-- begin --

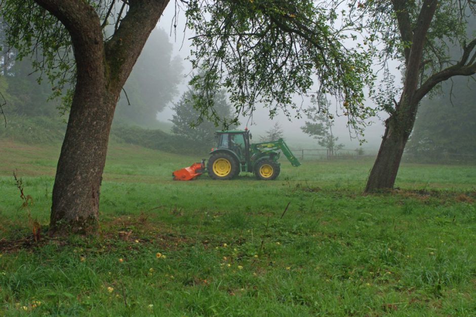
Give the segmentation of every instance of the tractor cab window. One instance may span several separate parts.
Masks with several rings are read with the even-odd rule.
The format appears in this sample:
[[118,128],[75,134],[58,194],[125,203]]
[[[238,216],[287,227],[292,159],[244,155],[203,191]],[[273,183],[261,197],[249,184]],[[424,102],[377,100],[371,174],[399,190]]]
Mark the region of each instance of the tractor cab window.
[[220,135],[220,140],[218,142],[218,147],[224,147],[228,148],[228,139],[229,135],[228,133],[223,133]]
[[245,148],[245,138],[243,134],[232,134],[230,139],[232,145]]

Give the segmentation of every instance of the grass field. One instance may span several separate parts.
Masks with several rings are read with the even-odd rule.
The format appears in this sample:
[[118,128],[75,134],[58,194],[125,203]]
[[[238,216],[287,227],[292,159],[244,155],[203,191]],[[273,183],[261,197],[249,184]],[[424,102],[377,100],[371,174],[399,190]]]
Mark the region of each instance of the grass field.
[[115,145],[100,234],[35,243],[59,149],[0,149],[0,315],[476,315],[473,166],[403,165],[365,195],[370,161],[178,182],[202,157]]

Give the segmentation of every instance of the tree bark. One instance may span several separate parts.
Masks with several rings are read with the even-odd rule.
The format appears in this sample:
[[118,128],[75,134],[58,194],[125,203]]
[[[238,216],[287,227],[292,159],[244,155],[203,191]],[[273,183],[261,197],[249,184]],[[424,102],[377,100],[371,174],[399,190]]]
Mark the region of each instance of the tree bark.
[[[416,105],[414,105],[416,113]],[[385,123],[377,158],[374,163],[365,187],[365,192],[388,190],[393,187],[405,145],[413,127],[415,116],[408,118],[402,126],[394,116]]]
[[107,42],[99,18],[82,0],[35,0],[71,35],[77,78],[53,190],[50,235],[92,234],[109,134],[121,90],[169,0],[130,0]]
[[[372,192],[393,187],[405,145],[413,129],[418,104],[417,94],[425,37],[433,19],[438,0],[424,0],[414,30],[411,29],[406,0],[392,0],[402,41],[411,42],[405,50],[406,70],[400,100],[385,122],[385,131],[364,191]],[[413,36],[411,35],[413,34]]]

-- end --
-- begin --

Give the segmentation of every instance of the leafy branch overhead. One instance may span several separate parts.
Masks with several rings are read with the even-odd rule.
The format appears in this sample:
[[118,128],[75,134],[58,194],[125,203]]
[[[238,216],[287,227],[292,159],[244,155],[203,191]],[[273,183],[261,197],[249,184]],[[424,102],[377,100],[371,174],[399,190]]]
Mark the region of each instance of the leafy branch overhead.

-- end --

> [WRITTEN INSTRUCTION] Repeat the lines of the records above word for word, everything from the line containing "Give the segmentation of every instance of the leafy" down to the line containing "Mark the region of each instance of the leafy", with both of those lines included.

> [SOLUTION]
Give the segmentation of every instance of the leafy branch overhead. One instance may span several separate parts.
Masks with several rings are read with the even-odd rule.
The format appears in this sample:
[[118,128],[75,134],[58,194],[125,203]]
[[[238,216],[287,227],[292,159],[244,155],[203,191]],[[273,183],[261,197],[249,184]],[[424,102],[377,100],[371,174],[399,190]]]
Mark the region of each instance of the leafy branch overhead.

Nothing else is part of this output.